TASK INSTRUCTIONS
[A] From the wine-label thread below, reproduce word for word the stretch from "I bet ya it" through "needed about 100.".
[B] Answer these questions from the wine-label thread below:
(i) What was the price of the six-color printer?
(ii) What was the port-style wine fortified with?
(iii) On the blue label, which text is cut off at the top of its letters?

Very nice. I appreciate the response. 

Staples told me they can't print labels outside of what is supplied in their print center, and my local print shop hired a crazy lady that I just can't stand to wait for to pull it together. She cost me the price of a $450 6 colour printer. I hope the print quality is there. I am still waiting on delivery.

I was really hoping you were gonna tell me home printed labels are a cinch


----------



## vinny

winemaker81 said:


> We have constructed a port-style wine from our 2021 reds, fortified with EverClear and backsweetened.
> 
> View attachment 95854


Are your bottles labelled? I always like to see how it works on the bottle.


----------



## winemaker81

vinny said:


> Are your bottles labelled? I always like to see how it works on the bottle.


Not yet -- the PDF is ready to rock, but I haven't gotten them printed yet. That should happen this week -- I'll post pictures when I do.


----------



## Ajmassa

vinny said:


> Very nice. I appreciate the response.
> 
> Staples told me they can't print labels outside of what is supplied in their print center, and my local print shop hired a crazy lady that I just can't stand to wait for to pull it together. She cost me the price of a $450 6 colour printer. I hope the print quality is there. I am still waiting on delivery.
> 
> I was really hoping you were gonna tell me home printed labels are a cinch


I bet ya it is easy once ya find the correct material for a decent price.

It’s actually the first time using a website to design labels where what I received was not exactly what I designed and confirmed. It’s minor I guess but still irked me. Especially considerring it ends up costing more than a buck a label and I needed about 100.
It’s very high quality material but f you look close at the blue label the “Nebbiolo” text is all cut off at the top of the letters.

MATERIAL PROVIDED
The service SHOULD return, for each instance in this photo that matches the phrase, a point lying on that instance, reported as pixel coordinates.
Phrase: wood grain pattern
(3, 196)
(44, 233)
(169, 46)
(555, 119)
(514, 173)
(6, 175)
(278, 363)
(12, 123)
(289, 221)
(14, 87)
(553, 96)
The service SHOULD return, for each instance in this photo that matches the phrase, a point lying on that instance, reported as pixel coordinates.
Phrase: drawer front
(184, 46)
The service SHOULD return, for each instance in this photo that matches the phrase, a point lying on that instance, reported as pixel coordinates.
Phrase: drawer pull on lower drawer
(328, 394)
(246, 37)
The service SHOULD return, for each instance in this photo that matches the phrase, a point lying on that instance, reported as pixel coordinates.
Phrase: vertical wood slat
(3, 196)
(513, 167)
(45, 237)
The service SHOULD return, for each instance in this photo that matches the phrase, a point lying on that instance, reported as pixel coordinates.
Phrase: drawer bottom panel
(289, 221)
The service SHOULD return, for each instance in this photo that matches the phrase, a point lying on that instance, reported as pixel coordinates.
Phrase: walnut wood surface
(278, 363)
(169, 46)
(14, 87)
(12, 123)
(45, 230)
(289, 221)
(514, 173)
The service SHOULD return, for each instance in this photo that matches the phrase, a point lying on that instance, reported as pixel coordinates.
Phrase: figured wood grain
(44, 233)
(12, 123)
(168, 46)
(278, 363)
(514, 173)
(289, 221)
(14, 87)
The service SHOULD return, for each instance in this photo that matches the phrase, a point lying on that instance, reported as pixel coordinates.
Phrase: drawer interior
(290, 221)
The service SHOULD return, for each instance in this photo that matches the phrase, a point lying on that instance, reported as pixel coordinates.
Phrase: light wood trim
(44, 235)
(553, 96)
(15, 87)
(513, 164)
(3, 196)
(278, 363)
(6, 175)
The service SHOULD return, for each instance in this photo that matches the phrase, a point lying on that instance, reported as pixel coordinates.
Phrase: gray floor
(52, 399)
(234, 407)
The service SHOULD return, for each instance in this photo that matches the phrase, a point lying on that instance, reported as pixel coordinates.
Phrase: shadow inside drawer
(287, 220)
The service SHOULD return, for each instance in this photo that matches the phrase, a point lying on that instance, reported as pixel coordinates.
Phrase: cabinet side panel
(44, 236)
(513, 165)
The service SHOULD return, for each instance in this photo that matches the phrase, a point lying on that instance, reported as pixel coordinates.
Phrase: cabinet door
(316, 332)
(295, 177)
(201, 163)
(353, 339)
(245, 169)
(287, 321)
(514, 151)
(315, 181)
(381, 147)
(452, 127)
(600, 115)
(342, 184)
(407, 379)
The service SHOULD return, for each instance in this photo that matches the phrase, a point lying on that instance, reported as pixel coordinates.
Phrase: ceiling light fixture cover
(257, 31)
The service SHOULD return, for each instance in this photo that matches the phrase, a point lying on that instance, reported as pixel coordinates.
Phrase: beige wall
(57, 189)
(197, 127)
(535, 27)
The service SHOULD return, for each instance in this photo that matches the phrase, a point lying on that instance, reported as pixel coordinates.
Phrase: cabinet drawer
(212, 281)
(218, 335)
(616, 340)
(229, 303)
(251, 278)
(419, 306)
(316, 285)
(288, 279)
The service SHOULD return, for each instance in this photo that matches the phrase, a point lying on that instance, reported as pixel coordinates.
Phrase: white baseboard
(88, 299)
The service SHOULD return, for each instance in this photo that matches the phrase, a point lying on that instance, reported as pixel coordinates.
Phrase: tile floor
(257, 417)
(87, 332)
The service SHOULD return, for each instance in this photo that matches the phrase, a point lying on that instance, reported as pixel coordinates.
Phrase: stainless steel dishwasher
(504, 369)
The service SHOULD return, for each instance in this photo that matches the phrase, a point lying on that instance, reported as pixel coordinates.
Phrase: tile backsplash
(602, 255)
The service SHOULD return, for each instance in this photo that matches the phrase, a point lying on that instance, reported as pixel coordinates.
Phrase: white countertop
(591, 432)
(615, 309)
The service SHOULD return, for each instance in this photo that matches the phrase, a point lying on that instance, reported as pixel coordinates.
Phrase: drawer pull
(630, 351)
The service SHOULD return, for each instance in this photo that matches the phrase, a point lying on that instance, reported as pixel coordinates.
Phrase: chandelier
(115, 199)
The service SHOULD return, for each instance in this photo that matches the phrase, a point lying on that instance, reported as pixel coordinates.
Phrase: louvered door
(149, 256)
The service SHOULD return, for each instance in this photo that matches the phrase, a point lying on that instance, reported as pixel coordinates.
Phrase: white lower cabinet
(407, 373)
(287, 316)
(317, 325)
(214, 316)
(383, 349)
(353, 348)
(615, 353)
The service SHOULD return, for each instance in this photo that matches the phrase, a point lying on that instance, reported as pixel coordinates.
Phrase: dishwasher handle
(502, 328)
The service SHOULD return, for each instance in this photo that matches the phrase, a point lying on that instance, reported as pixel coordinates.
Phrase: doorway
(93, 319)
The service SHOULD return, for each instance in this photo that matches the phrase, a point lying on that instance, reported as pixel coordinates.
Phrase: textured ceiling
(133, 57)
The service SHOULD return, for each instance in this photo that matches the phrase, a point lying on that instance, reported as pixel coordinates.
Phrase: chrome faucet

RESPONSE LIST
[A]
I bet ya it is easy once ya find the correct material for a decent price.

It’s actually the first time using a website to design labels where what I received was not exactly what I designed and confirmed. It’s minor I guess but still irked me. Especially considerring it ends up costing more than a buck a label and I needed about 100.

[B]
(i) $450
(ii) EverClear
(iii) "Nebbiolo"